WHAT NEEDS TO BE DONE: All of the entries are to be repeated exactly, with no pictures included.

(Records excerpted from a collection)
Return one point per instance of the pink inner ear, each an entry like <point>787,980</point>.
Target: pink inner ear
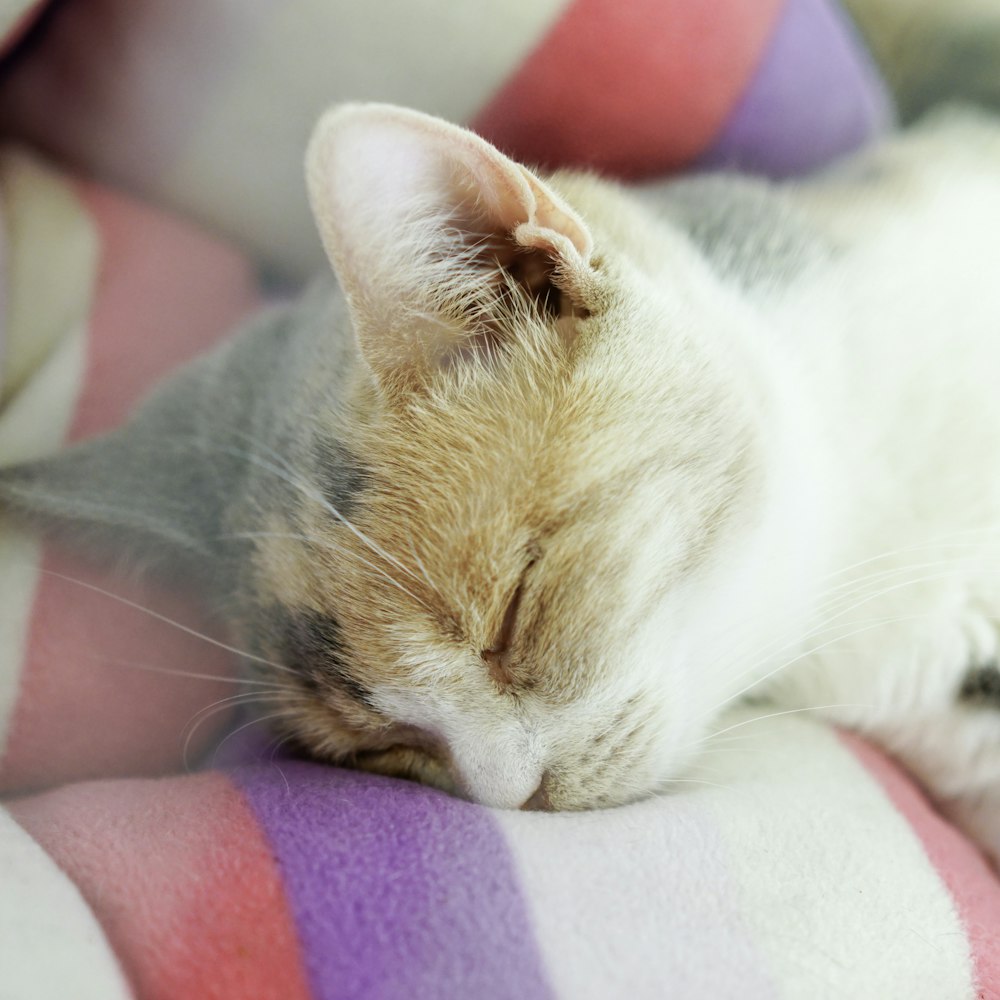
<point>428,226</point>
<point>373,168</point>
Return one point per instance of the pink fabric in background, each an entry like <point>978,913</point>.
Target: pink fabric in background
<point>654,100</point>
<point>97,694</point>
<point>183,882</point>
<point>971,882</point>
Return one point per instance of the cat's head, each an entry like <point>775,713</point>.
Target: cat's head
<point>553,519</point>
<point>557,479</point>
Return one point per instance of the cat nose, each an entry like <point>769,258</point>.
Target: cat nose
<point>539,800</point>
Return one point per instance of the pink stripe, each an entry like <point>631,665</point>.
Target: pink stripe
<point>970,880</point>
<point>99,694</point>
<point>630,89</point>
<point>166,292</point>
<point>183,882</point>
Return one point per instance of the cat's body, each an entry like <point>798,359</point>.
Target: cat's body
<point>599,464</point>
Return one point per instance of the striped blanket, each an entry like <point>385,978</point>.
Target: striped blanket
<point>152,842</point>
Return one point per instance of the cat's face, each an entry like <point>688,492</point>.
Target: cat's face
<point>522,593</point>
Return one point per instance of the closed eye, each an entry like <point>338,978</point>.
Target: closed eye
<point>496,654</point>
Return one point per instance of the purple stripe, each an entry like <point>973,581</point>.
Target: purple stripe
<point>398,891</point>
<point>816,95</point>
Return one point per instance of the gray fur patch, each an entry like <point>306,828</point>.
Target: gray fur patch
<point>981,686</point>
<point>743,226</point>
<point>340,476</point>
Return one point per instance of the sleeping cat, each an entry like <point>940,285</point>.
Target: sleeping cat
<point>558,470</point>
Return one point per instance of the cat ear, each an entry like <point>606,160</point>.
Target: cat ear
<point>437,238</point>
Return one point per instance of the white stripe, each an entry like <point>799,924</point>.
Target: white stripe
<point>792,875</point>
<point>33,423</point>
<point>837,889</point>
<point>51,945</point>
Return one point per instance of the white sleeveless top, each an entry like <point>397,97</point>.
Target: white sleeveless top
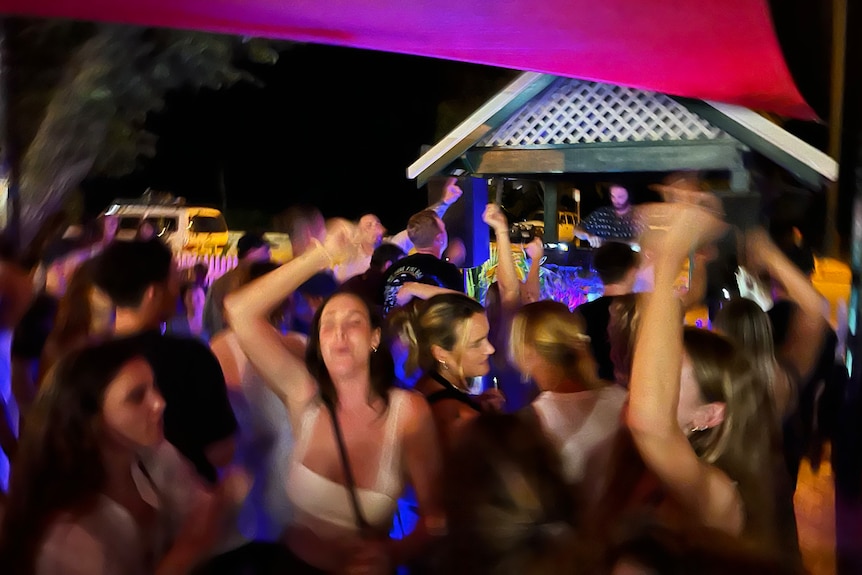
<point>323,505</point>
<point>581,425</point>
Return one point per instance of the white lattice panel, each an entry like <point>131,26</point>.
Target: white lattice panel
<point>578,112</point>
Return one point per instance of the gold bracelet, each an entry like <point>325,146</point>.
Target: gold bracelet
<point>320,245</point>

FINISHED TASK:
Return one point per instance of the pink inner ear, each an entry like <point>787,980</point>.
Target: pink inner ear
<point>428,226</point>
<point>373,168</point>
Return one point per instance of the pink fabric in background, each an entry like <point>978,913</point>.
Target: pink fabric in background
<point>654,100</point>
<point>97,694</point>
<point>183,882</point>
<point>971,882</point>
Return one point per instance of the cat's head, each an entry like <point>775,713</point>.
Target: cat's head
<point>553,519</point>
<point>557,479</point>
Return one point per instance of the cat nose, each an entry like <point>769,258</point>.
Target: cat nose
<point>539,800</point>
Return one point per instance of the pink stripe, each an entry like <point>631,665</point>.
Target: pink stripe
<point>970,880</point>
<point>99,694</point>
<point>630,89</point>
<point>166,292</point>
<point>183,882</point>
Return one point per instance of the cat's body, each an entry like <point>798,359</point>.
Target: cat's body
<point>599,464</point>
Return one point per instance of the striped blanket, each an entry like <point>385,978</point>.
Target: striped blanket
<point>152,842</point>
Return one point per instance of the cat's face, each an entry like <point>688,492</point>.
Target: cat's face
<point>522,593</point>
Return one point per instance of the closed eye, each an entry like <point>338,978</point>.
Target: closed eye
<point>496,654</point>
Return one point per instance of the purple stripe, each an entry like <point>973,581</point>.
Target: purple stripe
<point>398,891</point>
<point>816,95</point>
Return one point per instance of the gray fur patch, each an entry like <point>306,828</point>.
Target: gray fur patch
<point>981,686</point>
<point>743,226</point>
<point>340,476</point>
Return one point per instance of the sleeping cat, each an entry like <point>940,285</point>.
Target: sleeping cat
<point>558,470</point>
Return one point per instance of the cat ear, each an entry like <point>606,160</point>.
Target: cat ear
<point>437,238</point>
Return one point per instance of the white stripe, each an entry like <point>799,924</point>.
Target: white stripe
<point>792,875</point>
<point>33,423</point>
<point>837,889</point>
<point>51,945</point>
Return one point per instance of the white sleeveless top, each an entry like <point>397,97</point>.
Target: white sleeveless top
<point>323,505</point>
<point>581,425</point>
Return one point per instance of the white lattice panel, each an entry like <point>131,26</point>.
Target: white lattice panel
<point>578,112</point>
Return one point per instance of the gold bracelet, each an entry like <point>325,146</point>.
Target: gold bracelet
<point>320,245</point>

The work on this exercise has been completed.